Description of the task. Copy each line of the entries beneath that contains the word "photo".

[Items from a data source]
▼
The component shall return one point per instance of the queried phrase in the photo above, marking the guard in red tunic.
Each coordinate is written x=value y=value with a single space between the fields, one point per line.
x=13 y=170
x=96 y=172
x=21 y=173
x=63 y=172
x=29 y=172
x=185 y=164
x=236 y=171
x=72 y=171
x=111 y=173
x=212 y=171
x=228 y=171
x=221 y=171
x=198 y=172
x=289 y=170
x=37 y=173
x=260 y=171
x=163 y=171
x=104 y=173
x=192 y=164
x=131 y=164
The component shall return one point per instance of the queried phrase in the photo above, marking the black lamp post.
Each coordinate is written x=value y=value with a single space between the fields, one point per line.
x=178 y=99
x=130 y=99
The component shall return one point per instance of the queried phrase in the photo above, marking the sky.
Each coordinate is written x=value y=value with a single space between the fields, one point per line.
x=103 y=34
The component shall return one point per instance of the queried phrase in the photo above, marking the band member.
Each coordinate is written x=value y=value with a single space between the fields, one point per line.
▲
▼
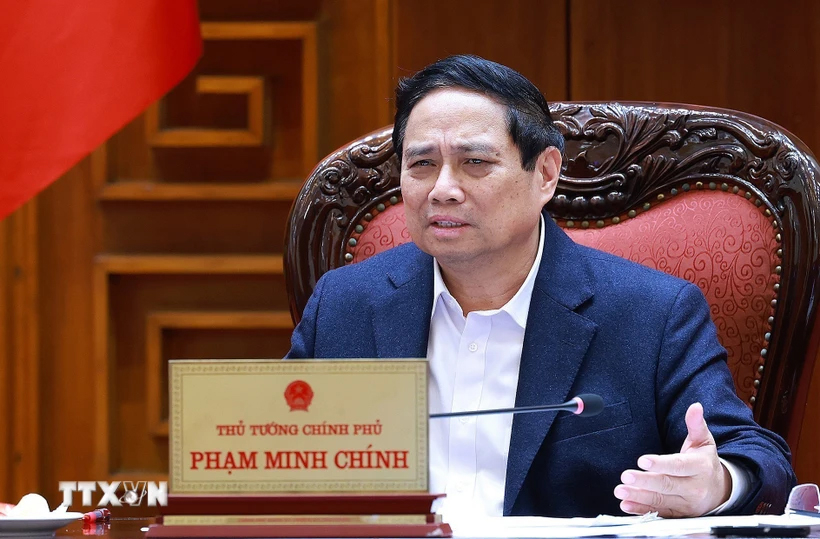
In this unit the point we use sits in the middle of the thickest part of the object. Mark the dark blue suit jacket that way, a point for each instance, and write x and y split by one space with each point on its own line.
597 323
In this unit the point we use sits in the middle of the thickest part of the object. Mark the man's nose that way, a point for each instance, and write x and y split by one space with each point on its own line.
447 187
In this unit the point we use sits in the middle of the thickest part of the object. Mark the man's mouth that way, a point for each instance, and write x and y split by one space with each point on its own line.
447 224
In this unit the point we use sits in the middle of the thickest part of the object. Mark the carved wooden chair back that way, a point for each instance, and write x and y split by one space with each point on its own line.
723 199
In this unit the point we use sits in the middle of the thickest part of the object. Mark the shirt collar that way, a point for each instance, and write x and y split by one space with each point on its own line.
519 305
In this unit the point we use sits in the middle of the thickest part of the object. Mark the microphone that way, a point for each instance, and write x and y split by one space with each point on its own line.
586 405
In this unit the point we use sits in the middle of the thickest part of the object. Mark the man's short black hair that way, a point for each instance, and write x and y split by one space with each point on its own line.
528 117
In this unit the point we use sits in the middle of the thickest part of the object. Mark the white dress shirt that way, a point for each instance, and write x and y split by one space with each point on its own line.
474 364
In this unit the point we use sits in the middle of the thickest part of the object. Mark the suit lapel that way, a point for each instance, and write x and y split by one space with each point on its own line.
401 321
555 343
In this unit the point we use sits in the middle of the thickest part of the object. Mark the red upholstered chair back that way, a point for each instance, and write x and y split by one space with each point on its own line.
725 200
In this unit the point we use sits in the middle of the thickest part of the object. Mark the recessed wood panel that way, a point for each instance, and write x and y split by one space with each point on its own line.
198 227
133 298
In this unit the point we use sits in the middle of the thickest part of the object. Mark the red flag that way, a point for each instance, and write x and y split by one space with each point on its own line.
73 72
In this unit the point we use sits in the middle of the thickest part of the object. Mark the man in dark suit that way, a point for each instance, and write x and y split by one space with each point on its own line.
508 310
▲
▼
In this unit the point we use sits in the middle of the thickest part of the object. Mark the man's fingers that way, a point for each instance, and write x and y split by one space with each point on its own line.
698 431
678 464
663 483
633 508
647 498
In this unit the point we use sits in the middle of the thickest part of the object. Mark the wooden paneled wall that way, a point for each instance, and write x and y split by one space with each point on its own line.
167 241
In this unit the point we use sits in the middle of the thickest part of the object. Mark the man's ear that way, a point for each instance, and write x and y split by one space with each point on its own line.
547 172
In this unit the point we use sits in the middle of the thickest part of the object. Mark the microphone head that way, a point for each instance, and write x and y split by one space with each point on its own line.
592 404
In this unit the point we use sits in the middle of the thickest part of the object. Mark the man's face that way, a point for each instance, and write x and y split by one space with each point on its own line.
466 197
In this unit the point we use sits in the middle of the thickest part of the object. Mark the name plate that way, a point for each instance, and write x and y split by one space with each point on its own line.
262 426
▲
Solution to this exercise.
The component shall return one point per instance of the queried phrase in the photo above, marking the guard in red tunic.
The component shall return one point per instance of the queried phrase in the photo above, marking the black lamp post.
The component shall return one point per instance of the queried phrase in the photo above, marking the sky.
The component shall return one point per instance of the queried phrase in the photo above, marking the band member.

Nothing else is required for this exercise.